Below are some records; quote exactly the lines from the one that contains "around the dark" through the one that contains "around the window", inclusive, and no others.

**Given information**.
►
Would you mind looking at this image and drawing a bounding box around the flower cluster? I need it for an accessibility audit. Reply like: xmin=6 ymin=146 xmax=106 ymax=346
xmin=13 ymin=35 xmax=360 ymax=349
◄
►
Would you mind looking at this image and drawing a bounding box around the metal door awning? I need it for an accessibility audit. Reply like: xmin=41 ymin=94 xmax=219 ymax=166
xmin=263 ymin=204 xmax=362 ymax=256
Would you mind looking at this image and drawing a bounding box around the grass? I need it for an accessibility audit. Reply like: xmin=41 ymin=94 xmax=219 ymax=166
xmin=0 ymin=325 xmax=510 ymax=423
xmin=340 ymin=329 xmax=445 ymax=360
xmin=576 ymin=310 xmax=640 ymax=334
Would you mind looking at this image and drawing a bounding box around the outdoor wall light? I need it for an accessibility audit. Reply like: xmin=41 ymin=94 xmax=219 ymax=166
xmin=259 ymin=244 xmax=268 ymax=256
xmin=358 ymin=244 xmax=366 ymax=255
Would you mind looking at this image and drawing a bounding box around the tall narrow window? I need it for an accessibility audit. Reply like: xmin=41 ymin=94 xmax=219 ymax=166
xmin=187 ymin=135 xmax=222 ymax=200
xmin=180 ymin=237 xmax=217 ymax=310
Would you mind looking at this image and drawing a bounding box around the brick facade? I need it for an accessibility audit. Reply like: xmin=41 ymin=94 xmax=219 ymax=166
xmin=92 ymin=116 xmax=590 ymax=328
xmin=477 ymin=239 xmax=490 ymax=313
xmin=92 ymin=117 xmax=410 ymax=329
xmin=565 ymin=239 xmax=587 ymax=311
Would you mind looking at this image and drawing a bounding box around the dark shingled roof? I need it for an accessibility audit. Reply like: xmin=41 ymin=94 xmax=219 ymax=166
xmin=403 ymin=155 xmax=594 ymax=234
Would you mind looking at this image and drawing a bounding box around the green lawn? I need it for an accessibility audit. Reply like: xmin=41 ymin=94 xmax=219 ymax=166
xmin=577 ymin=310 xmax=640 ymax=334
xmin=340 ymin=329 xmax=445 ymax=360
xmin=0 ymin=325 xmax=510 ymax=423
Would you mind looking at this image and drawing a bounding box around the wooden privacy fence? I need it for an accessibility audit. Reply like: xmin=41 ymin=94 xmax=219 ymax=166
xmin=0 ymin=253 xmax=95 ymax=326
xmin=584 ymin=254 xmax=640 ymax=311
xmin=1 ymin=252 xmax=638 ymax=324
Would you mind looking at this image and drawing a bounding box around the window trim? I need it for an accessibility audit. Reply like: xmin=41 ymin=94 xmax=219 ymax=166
◄
**Exercise output**.
Would you mind looking at this image and drawing a bounding box around the dark shingled roof? I need it for an accessibility audit. Reply like: xmin=41 ymin=94 xmax=219 ymax=166
xmin=403 ymin=155 xmax=594 ymax=234
Would you mind looking at this image and drawing a bounding box around the green lawn? I need it for an accessibility audit. Reply like: xmin=41 ymin=94 xmax=219 ymax=166
xmin=577 ymin=310 xmax=640 ymax=334
xmin=340 ymin=329 xmax=445 ymax=360
xmin=0 ymin=325 xmax=510 ymax=423
Would you mind looking at this image and drawing a bounding box around the wooden privacy fence? I need it for an accessibility audit. Reply like: xmin=41 ymin=94 xmax=219 ymax=166
xmin=0 ymin=253 xmax=95 ymax=326
xmin=584 ymin=254 xmax=640 ymax=311
xmin=1 ymin=252 xmax=638 ymax=324
Would you mind looking at this image and drawing a bounding box around the window trim? I need it for an accessibility audit. Reply like: xmin=41 ymin=94 xmax=219 ymax=166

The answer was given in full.